Work required: In the material below, the lines to reproduce exactly are the one containing "of the overcast" and all lines after it through the last.

Source material:

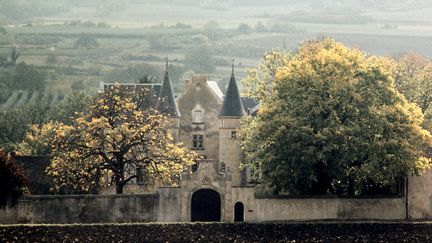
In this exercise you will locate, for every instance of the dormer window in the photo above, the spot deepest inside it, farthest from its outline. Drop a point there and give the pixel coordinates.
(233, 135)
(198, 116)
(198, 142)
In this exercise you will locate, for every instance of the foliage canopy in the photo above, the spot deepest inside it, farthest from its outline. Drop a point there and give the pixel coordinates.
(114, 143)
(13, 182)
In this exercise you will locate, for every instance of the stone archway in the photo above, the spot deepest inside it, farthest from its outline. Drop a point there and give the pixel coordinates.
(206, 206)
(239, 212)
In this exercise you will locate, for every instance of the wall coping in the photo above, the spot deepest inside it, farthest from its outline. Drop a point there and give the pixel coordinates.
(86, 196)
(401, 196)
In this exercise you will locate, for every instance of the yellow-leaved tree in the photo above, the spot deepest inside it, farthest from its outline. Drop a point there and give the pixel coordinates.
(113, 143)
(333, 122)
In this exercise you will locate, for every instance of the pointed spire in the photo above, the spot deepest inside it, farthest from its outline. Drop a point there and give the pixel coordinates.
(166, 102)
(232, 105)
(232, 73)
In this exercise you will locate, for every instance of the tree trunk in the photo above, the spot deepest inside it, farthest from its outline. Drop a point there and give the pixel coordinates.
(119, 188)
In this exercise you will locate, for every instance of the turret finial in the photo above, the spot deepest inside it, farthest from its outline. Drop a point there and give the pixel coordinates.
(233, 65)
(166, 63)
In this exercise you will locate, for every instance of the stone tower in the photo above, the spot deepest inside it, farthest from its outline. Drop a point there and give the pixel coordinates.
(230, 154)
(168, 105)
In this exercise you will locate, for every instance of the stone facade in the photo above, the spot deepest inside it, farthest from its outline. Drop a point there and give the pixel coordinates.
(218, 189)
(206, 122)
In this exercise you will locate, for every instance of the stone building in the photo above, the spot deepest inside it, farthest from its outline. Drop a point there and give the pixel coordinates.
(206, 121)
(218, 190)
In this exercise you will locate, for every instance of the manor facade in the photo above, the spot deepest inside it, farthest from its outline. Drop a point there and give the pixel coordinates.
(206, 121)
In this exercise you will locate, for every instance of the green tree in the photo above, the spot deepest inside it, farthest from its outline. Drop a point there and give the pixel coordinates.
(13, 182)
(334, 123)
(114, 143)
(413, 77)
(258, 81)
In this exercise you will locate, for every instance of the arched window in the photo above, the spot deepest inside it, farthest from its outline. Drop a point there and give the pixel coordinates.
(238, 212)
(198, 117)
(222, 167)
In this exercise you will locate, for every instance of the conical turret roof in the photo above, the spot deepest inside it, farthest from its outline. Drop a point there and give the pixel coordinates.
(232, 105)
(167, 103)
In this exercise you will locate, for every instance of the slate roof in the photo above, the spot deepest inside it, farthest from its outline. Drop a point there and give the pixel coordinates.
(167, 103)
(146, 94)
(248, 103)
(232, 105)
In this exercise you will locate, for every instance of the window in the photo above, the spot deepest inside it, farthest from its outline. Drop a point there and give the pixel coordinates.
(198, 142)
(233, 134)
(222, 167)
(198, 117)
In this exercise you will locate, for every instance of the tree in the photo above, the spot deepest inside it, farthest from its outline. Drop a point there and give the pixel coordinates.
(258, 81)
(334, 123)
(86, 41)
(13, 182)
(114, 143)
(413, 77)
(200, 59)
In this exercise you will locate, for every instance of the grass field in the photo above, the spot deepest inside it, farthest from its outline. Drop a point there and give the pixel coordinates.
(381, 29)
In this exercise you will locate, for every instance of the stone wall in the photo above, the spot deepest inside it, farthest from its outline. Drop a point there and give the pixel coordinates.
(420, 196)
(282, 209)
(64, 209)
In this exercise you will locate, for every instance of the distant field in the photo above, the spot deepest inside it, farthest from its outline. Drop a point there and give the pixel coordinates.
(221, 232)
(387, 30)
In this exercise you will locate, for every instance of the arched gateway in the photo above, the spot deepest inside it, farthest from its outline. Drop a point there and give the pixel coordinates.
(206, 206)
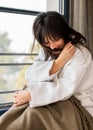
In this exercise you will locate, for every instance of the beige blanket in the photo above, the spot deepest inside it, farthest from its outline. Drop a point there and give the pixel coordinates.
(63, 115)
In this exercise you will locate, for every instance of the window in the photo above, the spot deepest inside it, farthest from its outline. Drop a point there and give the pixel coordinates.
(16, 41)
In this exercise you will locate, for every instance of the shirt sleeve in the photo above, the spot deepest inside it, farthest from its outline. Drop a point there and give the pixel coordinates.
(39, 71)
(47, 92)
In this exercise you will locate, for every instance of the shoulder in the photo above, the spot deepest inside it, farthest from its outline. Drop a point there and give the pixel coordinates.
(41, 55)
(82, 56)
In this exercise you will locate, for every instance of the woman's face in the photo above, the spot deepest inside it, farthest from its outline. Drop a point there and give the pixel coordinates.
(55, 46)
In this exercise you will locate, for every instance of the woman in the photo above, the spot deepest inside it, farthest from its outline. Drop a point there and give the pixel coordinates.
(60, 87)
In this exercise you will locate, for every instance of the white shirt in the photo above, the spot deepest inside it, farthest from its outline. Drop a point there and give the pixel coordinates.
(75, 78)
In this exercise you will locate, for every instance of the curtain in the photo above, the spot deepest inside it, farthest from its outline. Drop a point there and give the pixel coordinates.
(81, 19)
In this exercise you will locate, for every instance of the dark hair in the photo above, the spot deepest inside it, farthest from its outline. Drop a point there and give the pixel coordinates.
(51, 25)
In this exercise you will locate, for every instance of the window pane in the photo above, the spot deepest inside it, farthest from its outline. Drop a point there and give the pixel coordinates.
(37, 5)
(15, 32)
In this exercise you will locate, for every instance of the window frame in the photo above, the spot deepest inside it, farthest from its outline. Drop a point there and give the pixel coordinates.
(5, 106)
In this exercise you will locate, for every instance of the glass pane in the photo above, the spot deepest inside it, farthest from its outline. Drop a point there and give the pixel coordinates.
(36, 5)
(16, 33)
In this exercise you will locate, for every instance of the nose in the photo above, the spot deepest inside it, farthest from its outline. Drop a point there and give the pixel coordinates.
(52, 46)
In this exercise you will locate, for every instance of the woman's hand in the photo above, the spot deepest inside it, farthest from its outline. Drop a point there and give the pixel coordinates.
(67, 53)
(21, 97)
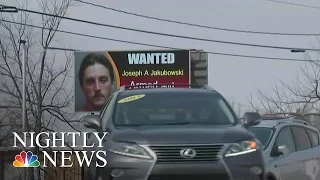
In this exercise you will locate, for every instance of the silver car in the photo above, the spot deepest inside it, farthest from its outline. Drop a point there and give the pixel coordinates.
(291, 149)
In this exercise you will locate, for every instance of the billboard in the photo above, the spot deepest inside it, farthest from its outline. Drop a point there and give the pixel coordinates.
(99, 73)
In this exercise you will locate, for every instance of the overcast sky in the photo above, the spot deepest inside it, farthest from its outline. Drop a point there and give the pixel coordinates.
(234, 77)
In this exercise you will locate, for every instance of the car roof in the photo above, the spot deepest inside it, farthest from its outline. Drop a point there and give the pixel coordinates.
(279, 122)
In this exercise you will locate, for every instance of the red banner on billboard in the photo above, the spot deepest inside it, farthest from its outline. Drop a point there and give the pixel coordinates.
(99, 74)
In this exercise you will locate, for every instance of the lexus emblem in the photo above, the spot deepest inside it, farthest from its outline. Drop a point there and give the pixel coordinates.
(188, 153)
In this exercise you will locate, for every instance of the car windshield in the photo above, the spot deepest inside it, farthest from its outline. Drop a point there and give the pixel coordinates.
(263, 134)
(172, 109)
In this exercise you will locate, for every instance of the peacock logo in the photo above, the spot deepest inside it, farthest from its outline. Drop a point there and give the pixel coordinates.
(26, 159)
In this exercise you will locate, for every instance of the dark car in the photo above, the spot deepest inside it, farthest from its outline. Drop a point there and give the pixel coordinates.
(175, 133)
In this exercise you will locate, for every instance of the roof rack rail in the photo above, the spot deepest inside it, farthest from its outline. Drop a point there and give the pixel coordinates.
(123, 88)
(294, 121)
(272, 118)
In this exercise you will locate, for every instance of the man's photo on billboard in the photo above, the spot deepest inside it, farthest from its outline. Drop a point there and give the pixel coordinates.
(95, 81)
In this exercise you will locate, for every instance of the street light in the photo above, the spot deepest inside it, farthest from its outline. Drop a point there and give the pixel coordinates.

Written response:
In this exercise you will locate, for every instance of the overcast sky in the photo above, the spot deepest inside it, farthest from its outline. Drop a point there and give the pixel coordinates.
(234, 77)
In this exercise you will locate, for every instance of the car roof in the photo above, the spot deepest inside it, farthest from its outline. Drop a point there and give the pixel coordinates.
(279, 122)
In this exercise you will locate, for every instance of the red banner on billboard in the photo above, the spot deepest inside it, farthest from its outline. Drop a point there and give the pixel coordinates.
(99, 74)
In this exercise you will locate, for every instance of the lexus emblem in the photo above, the spot deepest inside it, farthest from its outline. Drop a point there and give the pixel coordinates.
(188, 153)
In this exercise you will locate, for every instance of the car windshield in the photo above, the spot deepest inside it, farthest from its outline. Drop a point there and give the pixel coordinates.
(263, 134)
(172, 109)
In this exercise you will locate, for every instance of the peacock logo in the photo above, the spot deepest inside it, farthest from its outline. Drop a point there and give the pixel coordinates.
(26, 159)
In this exercise you will locate, for every instance of the dark car in the photo above, the spot deepest inside it, farthest from its outline. Drop a point there and give the pixel coordinates.
(175, 133)
In this exercise you will locate, for every instance of the roof rack rail in the photo above, the spot deepest inside it, farthest from its outline. Drop a point there and give the pixel coordinates.
(123, 88)
(294, 121)
(272, 118)
In this exercise you will locate, for every instance of the man's photo on billboard in the photo above, the spot deepest inside it, farthest from its outline. Drop a point there and give the pixel coordinates.
(95, 81)
In this exercise you will locate, for every instance of the street light in the photo above, the spot deepest inside it, farthest from its outline. Drop a point there and give the pixel coordinates.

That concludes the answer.